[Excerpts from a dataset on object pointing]
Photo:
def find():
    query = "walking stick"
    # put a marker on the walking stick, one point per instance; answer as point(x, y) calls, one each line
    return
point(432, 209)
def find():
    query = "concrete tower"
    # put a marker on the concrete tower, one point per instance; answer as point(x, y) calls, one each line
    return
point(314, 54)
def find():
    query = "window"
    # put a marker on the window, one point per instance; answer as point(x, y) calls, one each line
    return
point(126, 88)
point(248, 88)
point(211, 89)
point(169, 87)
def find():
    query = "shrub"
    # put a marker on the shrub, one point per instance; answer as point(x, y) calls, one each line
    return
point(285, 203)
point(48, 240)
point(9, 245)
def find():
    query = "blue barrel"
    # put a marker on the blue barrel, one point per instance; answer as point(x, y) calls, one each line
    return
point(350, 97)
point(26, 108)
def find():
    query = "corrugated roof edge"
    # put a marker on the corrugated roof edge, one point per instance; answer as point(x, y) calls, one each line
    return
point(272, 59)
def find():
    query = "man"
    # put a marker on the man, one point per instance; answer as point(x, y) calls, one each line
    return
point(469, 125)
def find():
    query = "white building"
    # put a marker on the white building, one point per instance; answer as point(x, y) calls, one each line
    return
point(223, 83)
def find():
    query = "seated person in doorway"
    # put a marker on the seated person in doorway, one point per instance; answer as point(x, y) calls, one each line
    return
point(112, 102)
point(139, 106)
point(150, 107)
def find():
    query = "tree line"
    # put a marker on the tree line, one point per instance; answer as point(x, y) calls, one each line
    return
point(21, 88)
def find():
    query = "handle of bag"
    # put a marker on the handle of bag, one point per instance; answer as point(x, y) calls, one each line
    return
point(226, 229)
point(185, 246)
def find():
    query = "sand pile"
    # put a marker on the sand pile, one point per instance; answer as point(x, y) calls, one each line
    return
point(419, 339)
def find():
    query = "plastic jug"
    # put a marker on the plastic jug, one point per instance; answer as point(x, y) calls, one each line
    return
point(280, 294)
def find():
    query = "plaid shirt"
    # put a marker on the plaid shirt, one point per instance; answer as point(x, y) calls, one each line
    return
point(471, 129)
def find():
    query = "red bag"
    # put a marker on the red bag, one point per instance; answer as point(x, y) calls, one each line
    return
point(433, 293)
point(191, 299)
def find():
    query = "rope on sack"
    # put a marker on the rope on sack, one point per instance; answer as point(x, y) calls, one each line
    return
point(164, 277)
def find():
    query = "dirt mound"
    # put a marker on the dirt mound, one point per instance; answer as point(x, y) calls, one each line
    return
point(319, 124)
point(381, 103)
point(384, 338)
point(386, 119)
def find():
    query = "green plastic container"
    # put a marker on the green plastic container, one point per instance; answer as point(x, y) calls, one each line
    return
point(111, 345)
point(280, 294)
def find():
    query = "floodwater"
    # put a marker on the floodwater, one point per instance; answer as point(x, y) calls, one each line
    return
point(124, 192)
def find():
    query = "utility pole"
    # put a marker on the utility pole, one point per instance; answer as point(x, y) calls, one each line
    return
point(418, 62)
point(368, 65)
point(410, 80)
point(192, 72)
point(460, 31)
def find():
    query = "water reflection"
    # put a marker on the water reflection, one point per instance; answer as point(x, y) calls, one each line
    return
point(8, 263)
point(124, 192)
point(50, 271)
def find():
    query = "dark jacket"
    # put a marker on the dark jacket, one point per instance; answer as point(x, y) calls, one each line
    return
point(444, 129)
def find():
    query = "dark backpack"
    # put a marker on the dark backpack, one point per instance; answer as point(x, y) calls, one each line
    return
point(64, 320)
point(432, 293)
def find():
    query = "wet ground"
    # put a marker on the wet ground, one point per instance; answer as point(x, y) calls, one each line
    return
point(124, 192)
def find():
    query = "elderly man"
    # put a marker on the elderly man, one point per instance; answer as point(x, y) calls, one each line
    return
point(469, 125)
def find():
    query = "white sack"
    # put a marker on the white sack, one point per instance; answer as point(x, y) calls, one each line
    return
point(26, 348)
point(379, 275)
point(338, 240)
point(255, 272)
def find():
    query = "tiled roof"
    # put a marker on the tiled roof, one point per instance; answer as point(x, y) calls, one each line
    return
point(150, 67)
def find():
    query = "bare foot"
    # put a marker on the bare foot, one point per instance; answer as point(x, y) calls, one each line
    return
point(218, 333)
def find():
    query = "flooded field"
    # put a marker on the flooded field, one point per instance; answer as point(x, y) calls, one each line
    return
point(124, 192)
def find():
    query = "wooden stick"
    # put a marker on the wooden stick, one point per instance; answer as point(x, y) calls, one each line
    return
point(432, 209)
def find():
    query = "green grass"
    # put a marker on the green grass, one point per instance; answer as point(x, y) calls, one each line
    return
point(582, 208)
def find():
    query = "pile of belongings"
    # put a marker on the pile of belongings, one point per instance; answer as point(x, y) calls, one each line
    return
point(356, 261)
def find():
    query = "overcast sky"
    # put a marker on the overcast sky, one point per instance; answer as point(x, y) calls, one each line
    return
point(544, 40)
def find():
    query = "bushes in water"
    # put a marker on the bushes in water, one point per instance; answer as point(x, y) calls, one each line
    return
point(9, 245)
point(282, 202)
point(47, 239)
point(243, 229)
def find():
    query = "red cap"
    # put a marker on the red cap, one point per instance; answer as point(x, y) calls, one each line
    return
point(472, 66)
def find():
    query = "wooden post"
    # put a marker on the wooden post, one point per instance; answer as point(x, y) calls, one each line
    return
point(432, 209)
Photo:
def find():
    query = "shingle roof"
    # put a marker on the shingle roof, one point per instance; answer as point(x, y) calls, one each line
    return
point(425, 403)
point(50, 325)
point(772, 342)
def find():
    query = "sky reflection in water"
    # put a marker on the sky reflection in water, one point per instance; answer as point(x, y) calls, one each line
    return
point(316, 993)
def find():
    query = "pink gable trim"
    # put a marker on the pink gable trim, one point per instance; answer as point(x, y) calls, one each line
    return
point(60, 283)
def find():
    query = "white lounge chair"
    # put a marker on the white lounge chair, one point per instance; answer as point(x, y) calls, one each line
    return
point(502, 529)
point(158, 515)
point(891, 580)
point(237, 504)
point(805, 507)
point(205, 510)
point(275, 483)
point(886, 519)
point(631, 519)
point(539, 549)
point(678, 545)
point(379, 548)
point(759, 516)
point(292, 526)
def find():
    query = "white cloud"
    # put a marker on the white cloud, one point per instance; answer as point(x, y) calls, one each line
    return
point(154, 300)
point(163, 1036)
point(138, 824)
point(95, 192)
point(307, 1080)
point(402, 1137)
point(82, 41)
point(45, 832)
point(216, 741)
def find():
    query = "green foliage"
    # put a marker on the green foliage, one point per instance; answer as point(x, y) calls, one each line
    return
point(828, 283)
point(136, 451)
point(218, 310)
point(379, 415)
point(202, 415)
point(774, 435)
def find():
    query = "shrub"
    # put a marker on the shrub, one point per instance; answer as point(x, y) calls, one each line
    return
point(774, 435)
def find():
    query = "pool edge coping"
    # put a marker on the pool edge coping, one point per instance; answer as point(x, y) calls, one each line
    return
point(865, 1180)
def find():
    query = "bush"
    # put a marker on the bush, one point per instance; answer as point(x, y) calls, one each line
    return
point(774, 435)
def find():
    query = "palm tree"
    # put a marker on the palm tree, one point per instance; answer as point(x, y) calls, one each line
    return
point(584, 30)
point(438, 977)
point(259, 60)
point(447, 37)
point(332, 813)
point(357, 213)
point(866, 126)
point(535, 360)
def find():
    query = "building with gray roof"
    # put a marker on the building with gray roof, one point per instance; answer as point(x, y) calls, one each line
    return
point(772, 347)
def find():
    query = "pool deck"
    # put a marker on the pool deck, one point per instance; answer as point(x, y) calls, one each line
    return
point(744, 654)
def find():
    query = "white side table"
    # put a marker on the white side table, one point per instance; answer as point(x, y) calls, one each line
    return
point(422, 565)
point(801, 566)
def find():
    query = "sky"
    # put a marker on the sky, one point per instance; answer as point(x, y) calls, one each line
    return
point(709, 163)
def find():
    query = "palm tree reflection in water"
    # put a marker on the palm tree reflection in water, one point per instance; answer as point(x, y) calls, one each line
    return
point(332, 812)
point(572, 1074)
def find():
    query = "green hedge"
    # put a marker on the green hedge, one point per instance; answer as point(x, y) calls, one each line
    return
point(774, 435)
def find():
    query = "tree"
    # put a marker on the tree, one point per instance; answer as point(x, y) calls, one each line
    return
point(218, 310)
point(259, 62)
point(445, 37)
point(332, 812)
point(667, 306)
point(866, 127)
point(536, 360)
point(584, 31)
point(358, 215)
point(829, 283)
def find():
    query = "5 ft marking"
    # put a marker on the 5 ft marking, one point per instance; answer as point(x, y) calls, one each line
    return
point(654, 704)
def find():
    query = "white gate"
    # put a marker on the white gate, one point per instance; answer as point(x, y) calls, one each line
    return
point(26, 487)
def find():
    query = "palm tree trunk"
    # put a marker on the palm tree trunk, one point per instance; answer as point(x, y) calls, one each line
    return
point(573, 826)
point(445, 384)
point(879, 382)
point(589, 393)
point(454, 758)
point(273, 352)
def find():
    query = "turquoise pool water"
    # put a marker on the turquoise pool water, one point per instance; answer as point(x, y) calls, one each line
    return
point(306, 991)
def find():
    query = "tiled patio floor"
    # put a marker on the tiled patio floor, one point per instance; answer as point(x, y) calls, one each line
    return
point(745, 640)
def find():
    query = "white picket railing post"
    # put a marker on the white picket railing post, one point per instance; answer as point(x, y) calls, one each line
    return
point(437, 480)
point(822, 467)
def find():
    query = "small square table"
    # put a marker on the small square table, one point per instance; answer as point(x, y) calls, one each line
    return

PROBLEM REQUIREMENTS: Find each line in the listing above that contains the word "floor", matching case exactly, and copy those lines out.

OUTPUT FOR THIS EXERCISE:
    query = "tiled patio floor"
    # put a marker on the tiled patio floor, one point per instance; answer as point(x, y) calls, one each line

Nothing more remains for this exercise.